#### Exercise instructions:
Output as a JSON list of strings every line of the items from the line containing "Put a marker on each instance of the pink" through the end of the items, both ends included. Give one string per line, omit blank lines, and leave the pictures out.
── Items ──
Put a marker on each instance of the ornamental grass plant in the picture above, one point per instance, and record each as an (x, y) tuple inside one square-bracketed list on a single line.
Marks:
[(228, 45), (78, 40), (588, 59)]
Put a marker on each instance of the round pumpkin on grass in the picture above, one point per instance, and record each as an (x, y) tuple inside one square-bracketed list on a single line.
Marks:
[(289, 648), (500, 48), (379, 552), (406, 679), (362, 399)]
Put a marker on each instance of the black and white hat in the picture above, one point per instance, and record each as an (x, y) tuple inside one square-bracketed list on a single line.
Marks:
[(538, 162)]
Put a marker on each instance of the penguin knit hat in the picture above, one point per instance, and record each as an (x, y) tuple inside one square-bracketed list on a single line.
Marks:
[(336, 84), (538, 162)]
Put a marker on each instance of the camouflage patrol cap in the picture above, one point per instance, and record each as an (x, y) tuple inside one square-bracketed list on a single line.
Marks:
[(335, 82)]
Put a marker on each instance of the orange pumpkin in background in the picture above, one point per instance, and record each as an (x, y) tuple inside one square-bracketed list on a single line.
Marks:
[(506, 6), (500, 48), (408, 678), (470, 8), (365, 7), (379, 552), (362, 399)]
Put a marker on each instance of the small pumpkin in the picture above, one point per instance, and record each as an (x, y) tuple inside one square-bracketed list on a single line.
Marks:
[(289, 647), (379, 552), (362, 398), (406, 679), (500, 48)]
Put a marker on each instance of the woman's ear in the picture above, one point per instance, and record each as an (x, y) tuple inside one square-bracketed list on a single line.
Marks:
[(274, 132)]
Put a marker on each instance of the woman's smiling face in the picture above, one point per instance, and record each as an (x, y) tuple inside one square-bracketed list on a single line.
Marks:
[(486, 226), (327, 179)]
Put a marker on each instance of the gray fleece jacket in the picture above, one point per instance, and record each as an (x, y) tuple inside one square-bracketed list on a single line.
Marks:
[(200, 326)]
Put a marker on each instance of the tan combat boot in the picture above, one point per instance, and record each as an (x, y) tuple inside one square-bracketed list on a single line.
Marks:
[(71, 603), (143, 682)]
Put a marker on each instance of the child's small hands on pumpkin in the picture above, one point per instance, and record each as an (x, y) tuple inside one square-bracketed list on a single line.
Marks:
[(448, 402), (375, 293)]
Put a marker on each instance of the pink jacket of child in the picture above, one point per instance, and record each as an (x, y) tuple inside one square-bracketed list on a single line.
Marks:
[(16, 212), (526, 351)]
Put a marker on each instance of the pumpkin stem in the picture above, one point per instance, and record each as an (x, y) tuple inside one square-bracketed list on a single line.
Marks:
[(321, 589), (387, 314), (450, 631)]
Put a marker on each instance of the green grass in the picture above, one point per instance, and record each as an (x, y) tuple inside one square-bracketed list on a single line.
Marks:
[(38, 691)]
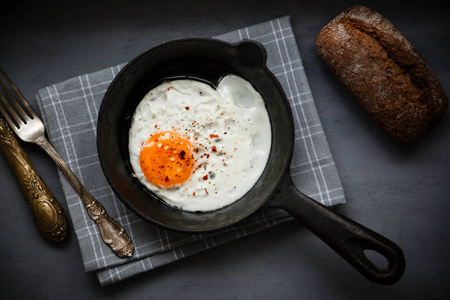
───
#### Problem solution:
[
  "Put a marker on each instance of the pink jacket of child in the picture above, one point per instance, and record each as an (x, y) tuple inside one square-bracketed list on a single line.",
  "Marks:",
  "[(16, 212), (526, 351)]",
  "Put a marker on each instance of the pumpkin stem in the picture above, one point per instance, and record each as an (x, y) tuple inside one square-bracketed list on a single line.",
  "Marks:",
  "[(321, 589), (387, 314), (450, 631)]",
  "Put a marker on each instance of the green grass in the picture above, one point per instance, and record each as an (x, y) tuple inside one square-bracketed list on a single line.",
  "Marks:",
  "[(38, 691)]"
]